**Written exercise:**
List every line of the items below that contains the string "tree", copying each such line in full.

**Given records:**
## Start

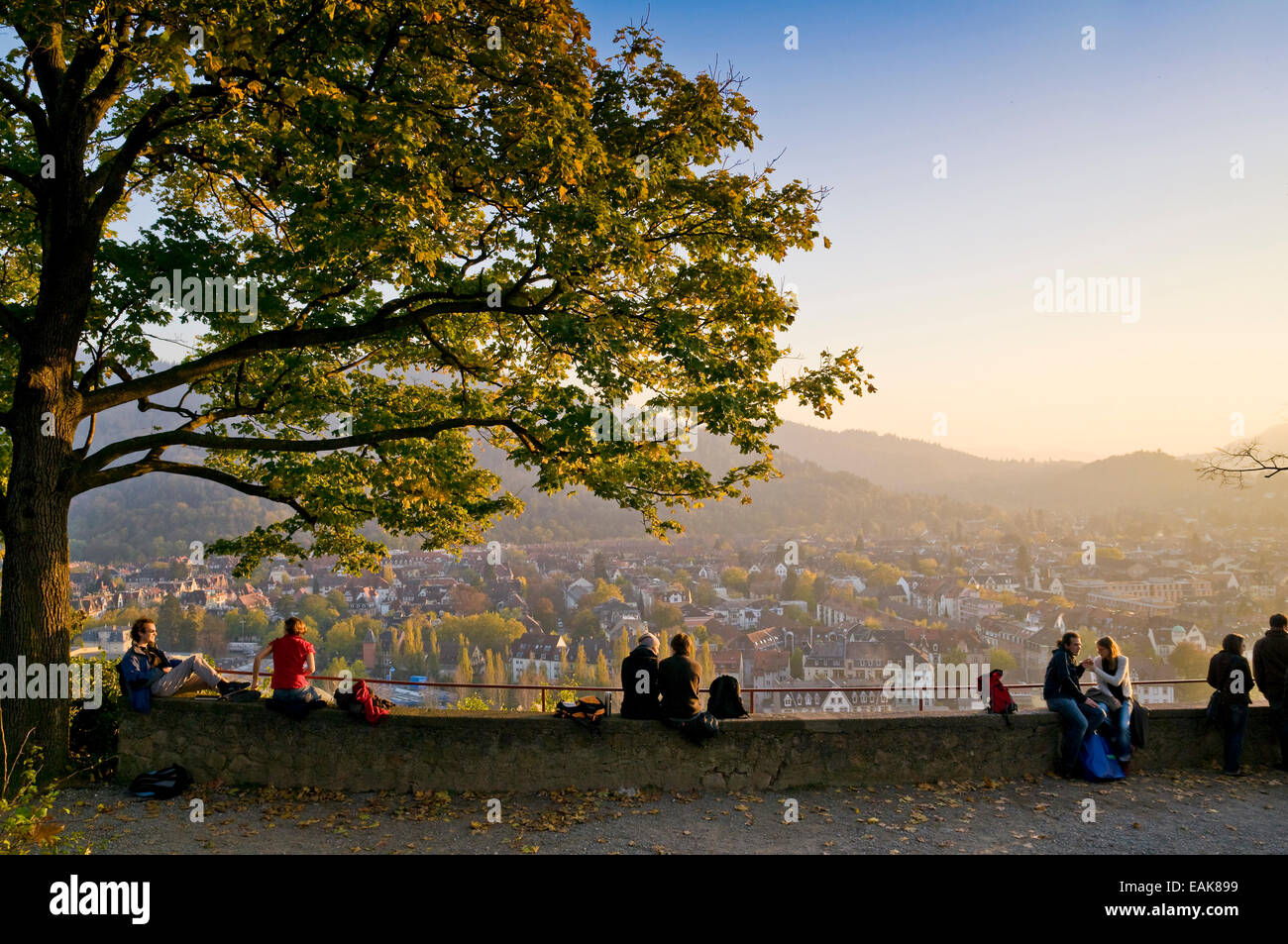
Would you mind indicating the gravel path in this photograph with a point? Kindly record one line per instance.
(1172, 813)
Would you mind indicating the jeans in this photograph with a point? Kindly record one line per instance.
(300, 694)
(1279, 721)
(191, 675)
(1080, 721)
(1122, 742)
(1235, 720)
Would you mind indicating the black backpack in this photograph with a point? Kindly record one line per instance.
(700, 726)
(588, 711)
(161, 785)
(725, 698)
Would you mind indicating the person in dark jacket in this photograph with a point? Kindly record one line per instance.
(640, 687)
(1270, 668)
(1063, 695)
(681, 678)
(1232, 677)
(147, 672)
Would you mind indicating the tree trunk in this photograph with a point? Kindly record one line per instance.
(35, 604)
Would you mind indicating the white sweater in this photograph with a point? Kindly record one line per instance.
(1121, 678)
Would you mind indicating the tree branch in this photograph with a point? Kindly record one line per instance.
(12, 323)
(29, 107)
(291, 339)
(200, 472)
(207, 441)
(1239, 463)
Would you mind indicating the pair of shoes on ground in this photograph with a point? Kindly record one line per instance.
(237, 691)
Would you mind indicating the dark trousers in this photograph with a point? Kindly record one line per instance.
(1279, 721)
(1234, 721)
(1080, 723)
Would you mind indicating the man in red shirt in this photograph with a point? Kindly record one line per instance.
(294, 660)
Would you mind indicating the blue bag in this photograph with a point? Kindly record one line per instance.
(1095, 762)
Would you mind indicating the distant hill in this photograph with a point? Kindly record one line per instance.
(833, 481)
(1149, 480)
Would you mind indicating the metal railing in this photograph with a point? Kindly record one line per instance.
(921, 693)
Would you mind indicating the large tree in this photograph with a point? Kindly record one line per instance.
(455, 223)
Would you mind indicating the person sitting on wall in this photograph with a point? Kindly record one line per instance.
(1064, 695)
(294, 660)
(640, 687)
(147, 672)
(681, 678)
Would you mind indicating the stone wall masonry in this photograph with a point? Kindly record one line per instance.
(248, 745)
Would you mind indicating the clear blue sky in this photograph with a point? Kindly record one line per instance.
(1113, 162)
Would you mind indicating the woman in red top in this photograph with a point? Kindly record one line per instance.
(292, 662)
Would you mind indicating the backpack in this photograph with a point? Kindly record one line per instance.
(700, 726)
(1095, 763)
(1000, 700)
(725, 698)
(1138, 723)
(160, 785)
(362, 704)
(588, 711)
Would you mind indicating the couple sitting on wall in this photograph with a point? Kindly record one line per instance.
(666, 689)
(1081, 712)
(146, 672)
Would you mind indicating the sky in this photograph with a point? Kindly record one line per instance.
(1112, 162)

## End
## Start

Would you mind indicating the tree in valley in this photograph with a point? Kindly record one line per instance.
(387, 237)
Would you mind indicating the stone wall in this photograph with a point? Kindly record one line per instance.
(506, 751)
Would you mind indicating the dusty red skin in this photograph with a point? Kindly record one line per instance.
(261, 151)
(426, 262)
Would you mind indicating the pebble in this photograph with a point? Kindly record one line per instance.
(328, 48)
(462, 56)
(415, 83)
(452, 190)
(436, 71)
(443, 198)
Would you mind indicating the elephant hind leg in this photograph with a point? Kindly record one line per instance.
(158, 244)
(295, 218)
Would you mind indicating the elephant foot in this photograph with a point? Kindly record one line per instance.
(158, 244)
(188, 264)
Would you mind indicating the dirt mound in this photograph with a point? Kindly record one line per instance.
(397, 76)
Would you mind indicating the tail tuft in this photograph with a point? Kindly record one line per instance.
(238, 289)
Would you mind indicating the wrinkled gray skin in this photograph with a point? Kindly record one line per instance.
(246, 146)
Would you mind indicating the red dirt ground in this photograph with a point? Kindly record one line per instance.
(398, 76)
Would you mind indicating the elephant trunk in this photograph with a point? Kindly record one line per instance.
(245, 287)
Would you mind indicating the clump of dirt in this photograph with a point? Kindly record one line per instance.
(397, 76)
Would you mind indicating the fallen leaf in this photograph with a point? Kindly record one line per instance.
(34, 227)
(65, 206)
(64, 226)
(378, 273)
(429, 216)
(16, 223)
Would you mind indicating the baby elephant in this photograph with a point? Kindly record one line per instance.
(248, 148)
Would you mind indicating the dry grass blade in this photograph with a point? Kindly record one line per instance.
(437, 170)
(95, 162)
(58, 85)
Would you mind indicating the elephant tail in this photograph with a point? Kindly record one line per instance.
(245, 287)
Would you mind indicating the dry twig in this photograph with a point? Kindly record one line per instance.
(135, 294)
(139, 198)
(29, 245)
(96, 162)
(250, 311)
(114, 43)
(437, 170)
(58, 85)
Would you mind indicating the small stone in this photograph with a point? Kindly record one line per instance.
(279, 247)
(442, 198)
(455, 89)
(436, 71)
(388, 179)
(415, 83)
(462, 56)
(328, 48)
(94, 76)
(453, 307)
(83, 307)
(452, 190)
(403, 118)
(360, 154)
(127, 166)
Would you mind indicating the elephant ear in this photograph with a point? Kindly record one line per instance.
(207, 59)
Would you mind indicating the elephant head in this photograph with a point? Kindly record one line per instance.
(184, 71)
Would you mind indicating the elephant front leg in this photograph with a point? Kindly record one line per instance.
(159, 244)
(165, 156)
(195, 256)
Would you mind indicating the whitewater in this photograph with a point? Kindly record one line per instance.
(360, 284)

## End
## Start

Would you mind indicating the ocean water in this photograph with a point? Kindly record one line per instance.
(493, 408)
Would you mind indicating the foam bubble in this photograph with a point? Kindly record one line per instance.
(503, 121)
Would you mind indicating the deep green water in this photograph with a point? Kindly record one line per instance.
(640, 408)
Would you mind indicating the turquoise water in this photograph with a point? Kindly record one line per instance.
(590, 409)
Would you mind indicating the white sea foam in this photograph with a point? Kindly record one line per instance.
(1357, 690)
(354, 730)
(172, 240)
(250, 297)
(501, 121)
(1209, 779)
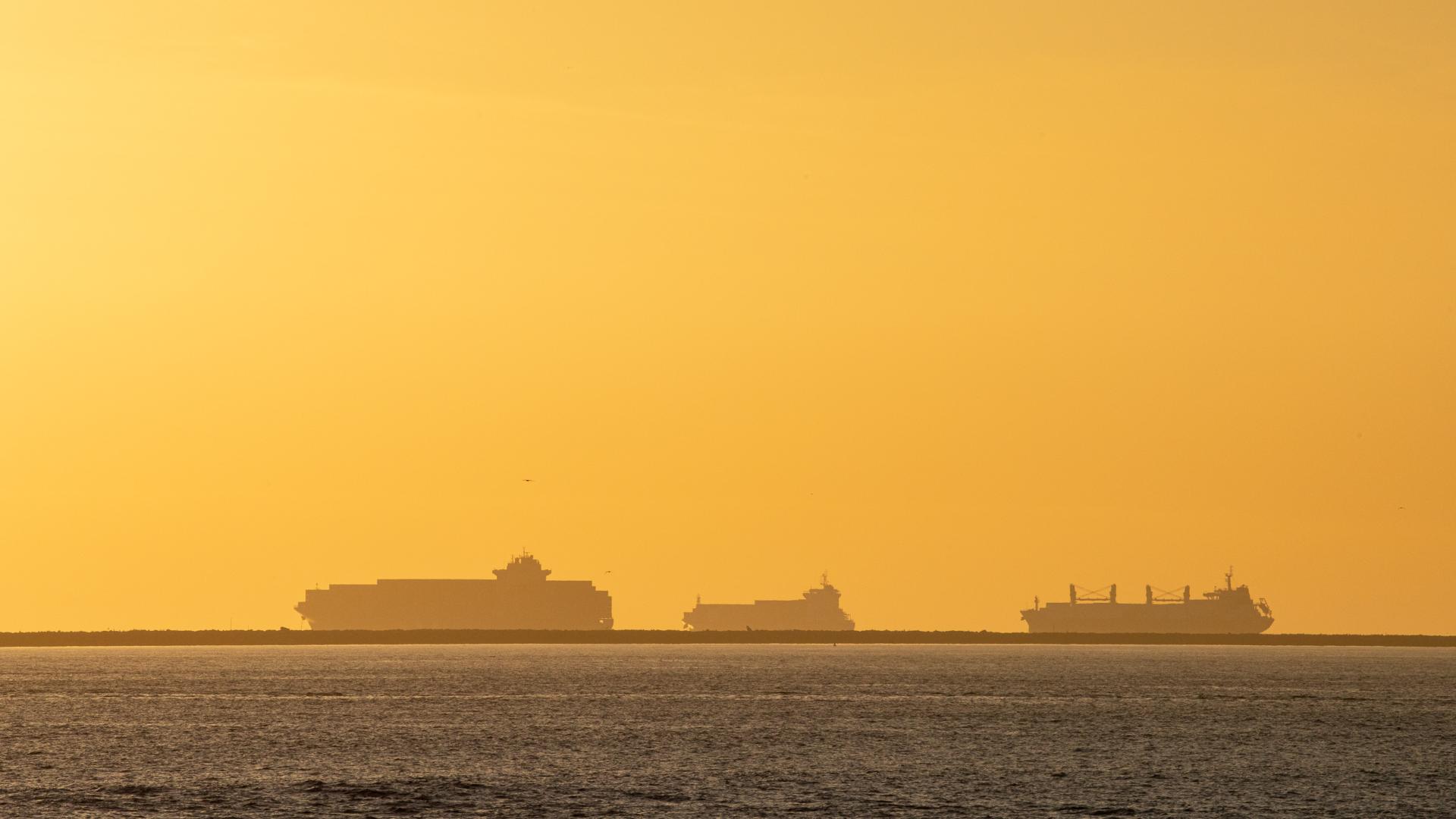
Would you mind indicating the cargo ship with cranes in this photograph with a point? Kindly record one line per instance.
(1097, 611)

## End

**Solution to this task:**
Would you mind indicating the tree trunk in this photograph with a point? Kindly record one line per instance.
Would you mind indicating the tree branch in this photograph with a point? Kindly record one line per instance.
Would you mind indicating the large tree in this photograph with a point? Kindly record one line per instance.
Would you mind indicating the tree in valley in this photograph with a point? Kindly record one line per instance.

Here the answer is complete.